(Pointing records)
****

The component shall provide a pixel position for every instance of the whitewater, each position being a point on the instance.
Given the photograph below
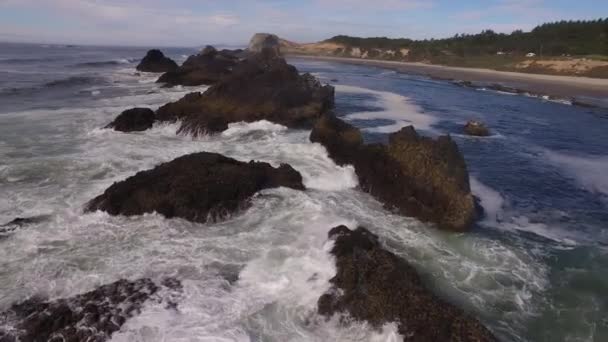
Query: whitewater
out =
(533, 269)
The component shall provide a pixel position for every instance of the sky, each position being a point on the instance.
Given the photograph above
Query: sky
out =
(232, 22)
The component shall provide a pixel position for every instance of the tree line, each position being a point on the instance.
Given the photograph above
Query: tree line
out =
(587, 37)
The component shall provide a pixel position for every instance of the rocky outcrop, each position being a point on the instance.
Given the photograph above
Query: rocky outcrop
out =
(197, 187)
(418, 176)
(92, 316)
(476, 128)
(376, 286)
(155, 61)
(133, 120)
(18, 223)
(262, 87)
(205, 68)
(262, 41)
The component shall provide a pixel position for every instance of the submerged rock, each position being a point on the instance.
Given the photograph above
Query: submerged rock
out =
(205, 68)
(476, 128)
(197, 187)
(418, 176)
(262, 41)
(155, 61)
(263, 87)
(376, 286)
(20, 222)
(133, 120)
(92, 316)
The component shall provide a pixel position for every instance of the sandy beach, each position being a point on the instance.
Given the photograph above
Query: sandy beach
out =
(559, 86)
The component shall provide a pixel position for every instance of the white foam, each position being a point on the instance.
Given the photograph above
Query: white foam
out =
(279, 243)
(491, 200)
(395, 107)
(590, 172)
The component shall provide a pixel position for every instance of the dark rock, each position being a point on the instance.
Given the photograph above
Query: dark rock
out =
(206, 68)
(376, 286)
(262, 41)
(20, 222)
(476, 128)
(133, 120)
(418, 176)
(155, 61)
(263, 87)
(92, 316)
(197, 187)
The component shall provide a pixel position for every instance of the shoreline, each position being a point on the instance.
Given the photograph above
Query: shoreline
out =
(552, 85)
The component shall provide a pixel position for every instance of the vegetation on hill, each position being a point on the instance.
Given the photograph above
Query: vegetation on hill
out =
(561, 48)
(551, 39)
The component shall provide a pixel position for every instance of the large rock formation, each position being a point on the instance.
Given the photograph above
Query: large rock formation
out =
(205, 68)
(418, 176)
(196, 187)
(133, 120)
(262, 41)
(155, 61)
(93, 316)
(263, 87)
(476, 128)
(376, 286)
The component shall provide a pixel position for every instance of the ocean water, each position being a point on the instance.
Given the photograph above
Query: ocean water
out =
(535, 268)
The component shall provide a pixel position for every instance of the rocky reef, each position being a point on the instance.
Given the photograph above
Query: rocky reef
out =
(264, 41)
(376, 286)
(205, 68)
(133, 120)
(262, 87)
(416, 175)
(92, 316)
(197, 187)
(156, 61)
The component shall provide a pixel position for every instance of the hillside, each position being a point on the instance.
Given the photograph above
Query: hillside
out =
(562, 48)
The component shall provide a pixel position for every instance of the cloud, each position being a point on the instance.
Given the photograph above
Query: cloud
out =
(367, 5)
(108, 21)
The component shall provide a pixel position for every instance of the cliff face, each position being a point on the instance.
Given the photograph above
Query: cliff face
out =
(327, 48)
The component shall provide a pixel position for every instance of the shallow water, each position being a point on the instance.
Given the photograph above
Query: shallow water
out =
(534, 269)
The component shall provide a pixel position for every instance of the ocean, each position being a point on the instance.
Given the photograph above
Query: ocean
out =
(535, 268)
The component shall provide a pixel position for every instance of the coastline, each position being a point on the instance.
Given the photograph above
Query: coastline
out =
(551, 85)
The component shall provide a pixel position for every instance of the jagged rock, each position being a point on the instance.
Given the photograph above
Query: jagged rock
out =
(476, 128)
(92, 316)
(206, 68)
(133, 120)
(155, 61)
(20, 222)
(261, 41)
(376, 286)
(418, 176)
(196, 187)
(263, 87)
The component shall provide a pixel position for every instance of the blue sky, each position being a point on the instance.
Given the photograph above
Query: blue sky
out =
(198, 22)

****

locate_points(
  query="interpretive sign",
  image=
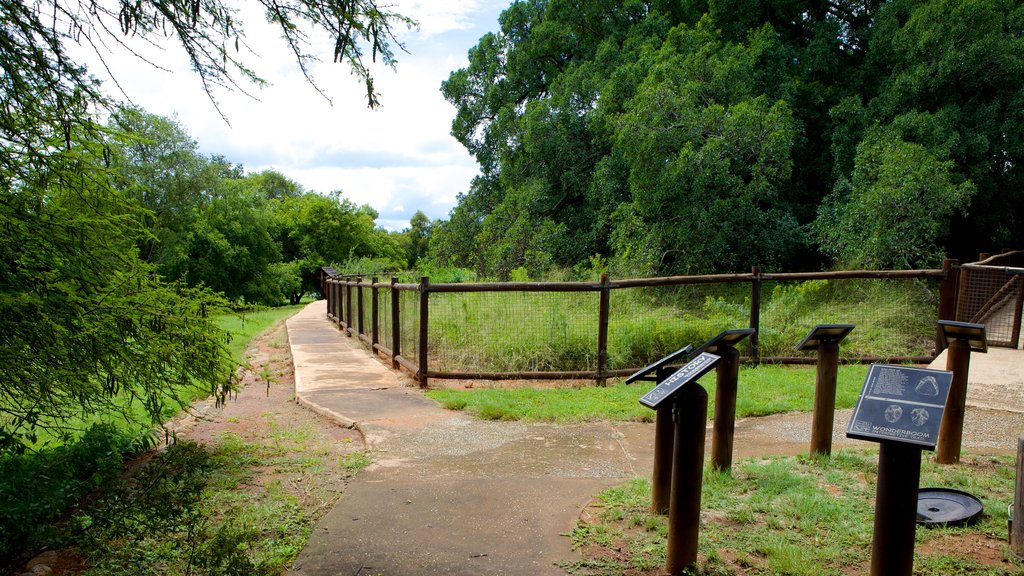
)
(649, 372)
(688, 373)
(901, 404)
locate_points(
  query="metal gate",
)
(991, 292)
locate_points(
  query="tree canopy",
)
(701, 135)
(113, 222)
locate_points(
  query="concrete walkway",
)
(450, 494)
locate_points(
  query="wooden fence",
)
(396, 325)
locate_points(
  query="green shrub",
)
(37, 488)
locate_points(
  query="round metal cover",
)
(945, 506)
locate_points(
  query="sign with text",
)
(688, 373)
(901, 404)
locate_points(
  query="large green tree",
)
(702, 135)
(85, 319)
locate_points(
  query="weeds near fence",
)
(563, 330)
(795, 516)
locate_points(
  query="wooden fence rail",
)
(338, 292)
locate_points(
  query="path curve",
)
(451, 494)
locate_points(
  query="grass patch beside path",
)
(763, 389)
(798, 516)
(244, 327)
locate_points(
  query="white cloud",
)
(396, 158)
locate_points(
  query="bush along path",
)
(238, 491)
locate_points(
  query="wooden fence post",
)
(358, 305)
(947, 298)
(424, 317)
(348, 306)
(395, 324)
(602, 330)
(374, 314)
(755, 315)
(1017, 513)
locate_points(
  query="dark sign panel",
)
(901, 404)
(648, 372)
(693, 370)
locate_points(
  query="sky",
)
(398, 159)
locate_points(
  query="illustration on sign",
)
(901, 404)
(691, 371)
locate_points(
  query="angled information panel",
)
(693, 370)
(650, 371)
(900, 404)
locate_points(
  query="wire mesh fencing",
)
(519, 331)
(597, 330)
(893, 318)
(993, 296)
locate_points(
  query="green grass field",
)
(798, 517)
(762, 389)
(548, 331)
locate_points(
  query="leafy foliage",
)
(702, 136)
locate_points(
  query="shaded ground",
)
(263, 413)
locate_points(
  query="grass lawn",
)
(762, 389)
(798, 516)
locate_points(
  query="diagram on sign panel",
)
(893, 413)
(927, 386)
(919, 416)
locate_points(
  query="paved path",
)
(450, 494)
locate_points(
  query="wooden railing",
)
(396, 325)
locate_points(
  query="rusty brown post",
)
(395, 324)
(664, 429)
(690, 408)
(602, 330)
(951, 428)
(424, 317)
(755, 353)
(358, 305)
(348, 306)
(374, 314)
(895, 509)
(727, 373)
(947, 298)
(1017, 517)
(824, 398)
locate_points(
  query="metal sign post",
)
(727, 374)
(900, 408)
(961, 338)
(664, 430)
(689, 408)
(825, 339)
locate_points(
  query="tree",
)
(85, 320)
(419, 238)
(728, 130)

****

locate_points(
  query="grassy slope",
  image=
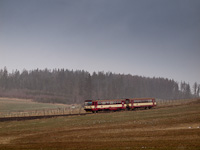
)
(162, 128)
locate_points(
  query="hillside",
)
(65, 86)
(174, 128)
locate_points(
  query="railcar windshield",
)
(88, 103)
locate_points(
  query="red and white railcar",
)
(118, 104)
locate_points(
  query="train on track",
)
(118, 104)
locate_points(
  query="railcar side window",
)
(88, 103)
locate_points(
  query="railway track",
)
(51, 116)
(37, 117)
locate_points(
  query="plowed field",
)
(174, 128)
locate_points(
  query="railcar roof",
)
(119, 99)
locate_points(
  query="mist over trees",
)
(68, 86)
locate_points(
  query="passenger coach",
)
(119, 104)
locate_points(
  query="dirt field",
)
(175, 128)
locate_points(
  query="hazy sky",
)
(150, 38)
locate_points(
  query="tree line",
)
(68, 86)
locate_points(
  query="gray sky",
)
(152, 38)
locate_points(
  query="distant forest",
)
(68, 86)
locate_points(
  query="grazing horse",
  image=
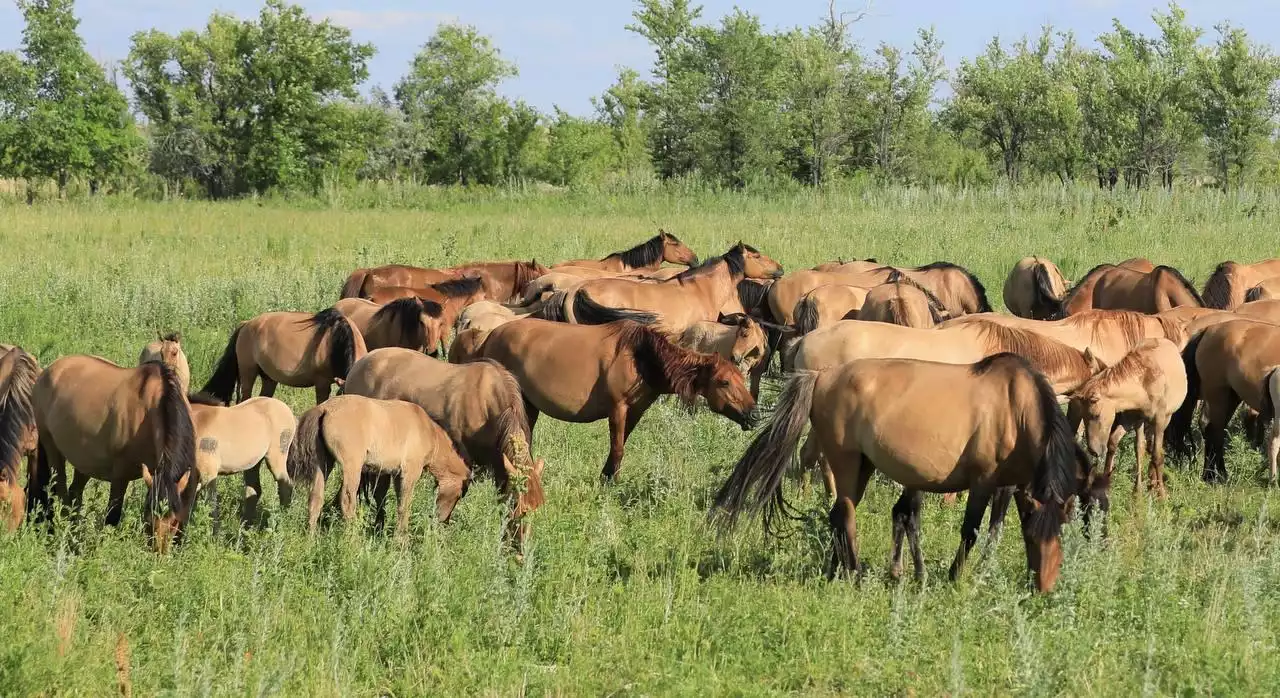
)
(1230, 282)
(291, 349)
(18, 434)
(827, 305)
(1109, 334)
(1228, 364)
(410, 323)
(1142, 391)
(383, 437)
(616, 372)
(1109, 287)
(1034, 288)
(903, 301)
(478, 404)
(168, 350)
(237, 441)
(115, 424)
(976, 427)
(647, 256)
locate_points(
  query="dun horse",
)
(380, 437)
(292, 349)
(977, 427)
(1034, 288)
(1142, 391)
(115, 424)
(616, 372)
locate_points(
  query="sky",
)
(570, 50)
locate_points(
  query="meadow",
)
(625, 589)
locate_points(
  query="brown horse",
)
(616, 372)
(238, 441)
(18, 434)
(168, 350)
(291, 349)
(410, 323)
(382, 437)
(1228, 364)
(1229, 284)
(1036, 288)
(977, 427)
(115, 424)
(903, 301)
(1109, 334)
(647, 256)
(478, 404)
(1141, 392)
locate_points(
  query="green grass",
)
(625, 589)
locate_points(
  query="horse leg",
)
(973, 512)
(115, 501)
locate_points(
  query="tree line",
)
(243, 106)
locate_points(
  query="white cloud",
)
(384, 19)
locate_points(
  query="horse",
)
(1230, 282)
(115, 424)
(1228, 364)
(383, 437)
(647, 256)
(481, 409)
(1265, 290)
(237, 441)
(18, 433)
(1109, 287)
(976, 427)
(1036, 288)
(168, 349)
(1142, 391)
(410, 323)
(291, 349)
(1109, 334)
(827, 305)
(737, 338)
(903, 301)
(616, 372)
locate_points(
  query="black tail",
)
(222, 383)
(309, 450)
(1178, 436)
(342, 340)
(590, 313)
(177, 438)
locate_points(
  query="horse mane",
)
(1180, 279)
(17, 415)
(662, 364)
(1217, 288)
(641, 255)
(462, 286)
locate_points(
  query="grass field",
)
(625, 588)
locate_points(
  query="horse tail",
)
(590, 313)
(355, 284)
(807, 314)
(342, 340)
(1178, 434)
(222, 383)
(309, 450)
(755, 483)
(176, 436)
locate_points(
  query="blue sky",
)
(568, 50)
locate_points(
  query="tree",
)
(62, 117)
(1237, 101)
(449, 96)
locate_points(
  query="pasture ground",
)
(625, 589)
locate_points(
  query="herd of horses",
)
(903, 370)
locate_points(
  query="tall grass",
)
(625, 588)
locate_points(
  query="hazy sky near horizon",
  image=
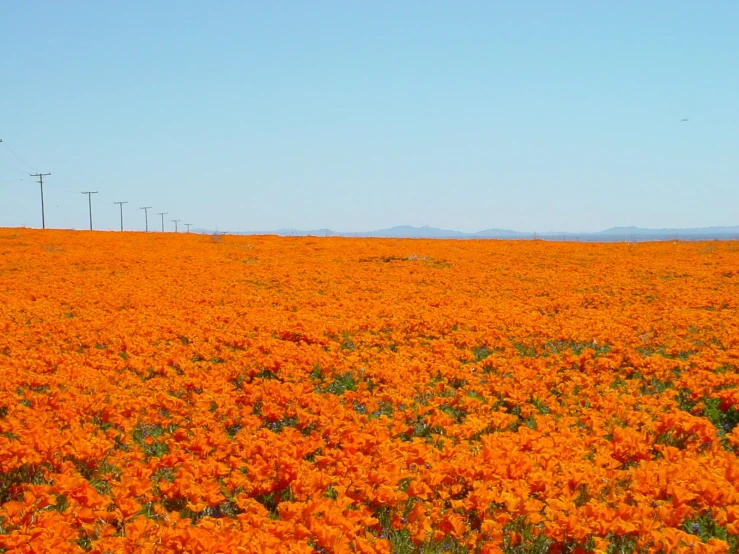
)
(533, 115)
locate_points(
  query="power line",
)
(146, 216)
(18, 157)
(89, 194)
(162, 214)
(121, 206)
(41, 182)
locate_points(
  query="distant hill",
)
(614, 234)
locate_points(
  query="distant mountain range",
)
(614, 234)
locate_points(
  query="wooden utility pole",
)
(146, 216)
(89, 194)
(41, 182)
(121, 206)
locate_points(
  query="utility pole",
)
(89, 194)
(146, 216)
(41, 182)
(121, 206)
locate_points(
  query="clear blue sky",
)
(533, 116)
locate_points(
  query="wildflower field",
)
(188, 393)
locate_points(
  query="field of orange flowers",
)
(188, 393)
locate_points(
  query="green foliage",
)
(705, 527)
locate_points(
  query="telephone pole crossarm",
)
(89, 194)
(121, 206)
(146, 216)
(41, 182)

****

* [WHAT IS BEING ASKED]:
Pick out every line in the entries above that contains the string "blue", with case counting. Copy each of those lines.

* [RESPONSE TO THIS EXERCISE]:
The component shall provide a pixel position for every instance of the blue sky, each position being a point on the instance.
Query: blue sky
  query="blue sky",
  query="clear blue sky",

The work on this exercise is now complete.